== Stated exercise ==
Please reproduce the material below word for word, beginning at the line that contains "Expected: for every instance of the moss" and continuing to the end of the material.

== Data for processing ==
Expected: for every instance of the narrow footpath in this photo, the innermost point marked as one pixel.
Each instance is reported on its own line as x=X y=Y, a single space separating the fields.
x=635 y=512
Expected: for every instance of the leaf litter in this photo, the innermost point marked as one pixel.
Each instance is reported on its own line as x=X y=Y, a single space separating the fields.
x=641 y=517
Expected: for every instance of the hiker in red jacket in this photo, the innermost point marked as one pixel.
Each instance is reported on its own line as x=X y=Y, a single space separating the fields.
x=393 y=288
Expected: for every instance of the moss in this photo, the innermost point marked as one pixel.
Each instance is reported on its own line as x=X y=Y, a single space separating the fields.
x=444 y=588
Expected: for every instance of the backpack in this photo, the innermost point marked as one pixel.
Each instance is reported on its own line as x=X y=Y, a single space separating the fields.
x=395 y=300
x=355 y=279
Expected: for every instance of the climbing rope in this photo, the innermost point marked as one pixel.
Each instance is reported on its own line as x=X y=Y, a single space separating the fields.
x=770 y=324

== Answer to the exercise ==
Expected: for every instance of the moss in this photo, the innermost point marked as one pixel.
Each instance is reported on its own line as x=X y=Y, a single space separating the fields.
x=444 y=588
Expected: for every instance of the backpack in this photo, the innermost point marked as one pixel.
Each instance is reported on its own line as x=X y=Y, a single space separating the fields.
x=395 y=300
x=355 y=279
Expected: for every instance of the climbing rope in this photo, the innermost point marked as one pixel.
Each instance is reported on its own line as x=X y=Y, a single space separating the fields.
x=770 y=324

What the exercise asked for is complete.